ACTIVITY 1.
In the family history post below, on what date did Marie arrive in New York City?
ACTIVITY 2.
Please reproduce the stretch of the family history post from "The Journal entry" through "and brown eyes.", word for word.
ACTIVITY 3.
Check each statement against the family history post below. Answer yes or no, and quote the words that decide it. (a) The Battle of Stallupönen was fought on August 17, 1914. (b) Marie was 18 years old when she left Stallupönen. (c) Marie's trip was paid for by her father.

DOCUMENT SECTION.

▬▬▬▬▬▬

My grandmother, Doris, often wished she could reconnect with her mother’s relatives in Europe in her latter years. But the ravages of two World Wars followed by the dropping of the Iron Curtain across most of eastern Europe made genealogical research nigh impossible.
I was reminded of this frustration this morning while I listened to The Guns of August on my commute to work. I’m reading this Pulitzer winning non-fiction book as part of the Kansas City Public Library and the National Word War I Museum‘s Great War | Great Read program to commemorate the 100th anniversary of World War I.
I’d reached the fifteenth chapter, which began a shift of focus from the Western Front in August 1914 to the Eastern Front with the appropriate title ‘The Cossacks are Coming!’ About halfway through my commute, I recognized the name of my great-grandmother’s home town, formerly known as Stallupönen, but since reclaimed and renamed multiple times over the last century.
Interestingly, at least to me since I have a tenuous connection to the people of that village, the Battle of Stallupönen, fought between Russian and German armies on August 17, 1914, was the opening battle of World War I on the Eastern Front. The author related a humorous tale of German officers stationed as lookouts in a church steeple who were momentarily deafened thanks to an overzealous town councilman who rang the church bells to warn the citizens of the impending invasion of the Russians.
Thankfully, for my great-grandfather, John Hodge, Marie Kiesler must have seen the writing on the wall a year before. By late September 1913, Marie left Stallupönen in East Prussia (now part of Russia), and traveled to the port in Hamburg, Germany, a distance of about 500 miles. For a 16-year old young woman, this trip alone had to seem like a quest in itself.
On October 3, 1913, she boarded the steamship Graf Waldersee and started a two week voyage westward to the United States. She arrived in New York City on October 17, 1913, being processed through Ellis Island.
The Journal entry lists her data as:
- Destination: Kansas City, Kansas
- Trip paid: by sister (to join her at 412 Nebraska Ave., Kansas City, Kansas)
- Father: Friedrich Kiesler,
- Description: 5′ 3″, fair complexion, blonde hair, and brown eyes.
As far as we know (and all those who would have first hand knowledge have long since passed on), Marie had no sister who preceded her to the United States.
Marie returned to Germany in the 1930s to visit her family. While there, she was detained for not participating in the Nazi salute “Heil Hitler!” When questioned about her lack of zeal for the Führer, she replied she was an American visiting relatives. She was released and eventually returned safely to the United States.

▬▬▬▬▬▬

SOURCE INFORMATION.
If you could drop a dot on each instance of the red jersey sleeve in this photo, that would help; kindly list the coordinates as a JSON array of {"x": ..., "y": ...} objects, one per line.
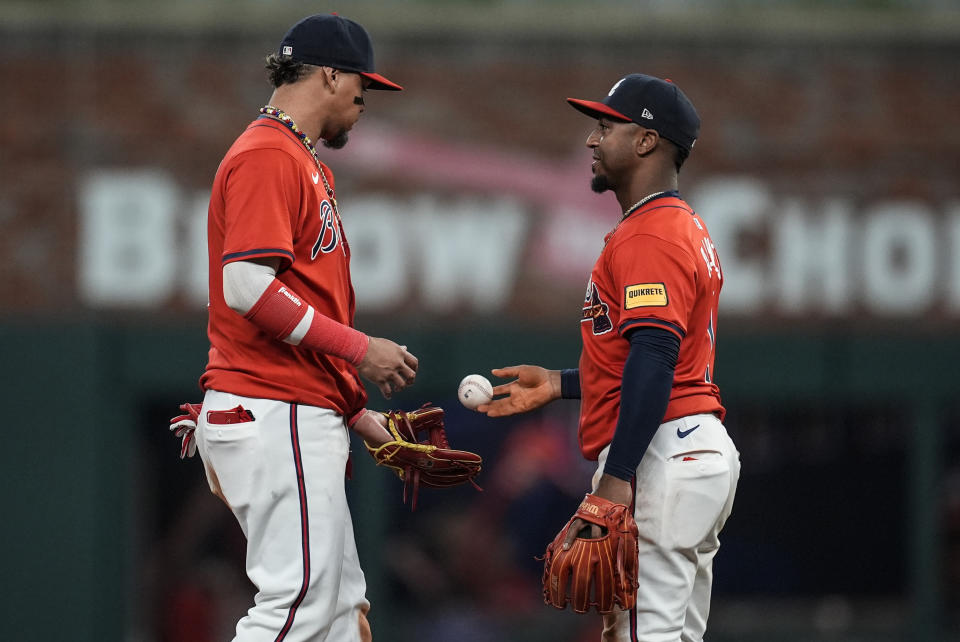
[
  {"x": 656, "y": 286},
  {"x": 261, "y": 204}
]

▬▬▬▬▬▬

RESPONSE 1.
October 17, 1913.

RESPONSE 2.
The Journal entry lists her data as:
- Destination: Kansas City, Kansas
- Trip paid: by sister (to join her at 412 Nebraska Ave., Kansas City, Kansas)
- Father: Friedrich Kiesler,
- Description: 5′ 3″, fair complexion, blonde hair, and brown eyes.

RESPONSE 3.
(a) Yes: "the Battle of Stallupönen, fought between Russian and German armies on August 17, 1914"
(b) No: "For a 16-year old young woman, this trip alone had to seem like a quest in itself."
(c) No: "Trip paid: by sister"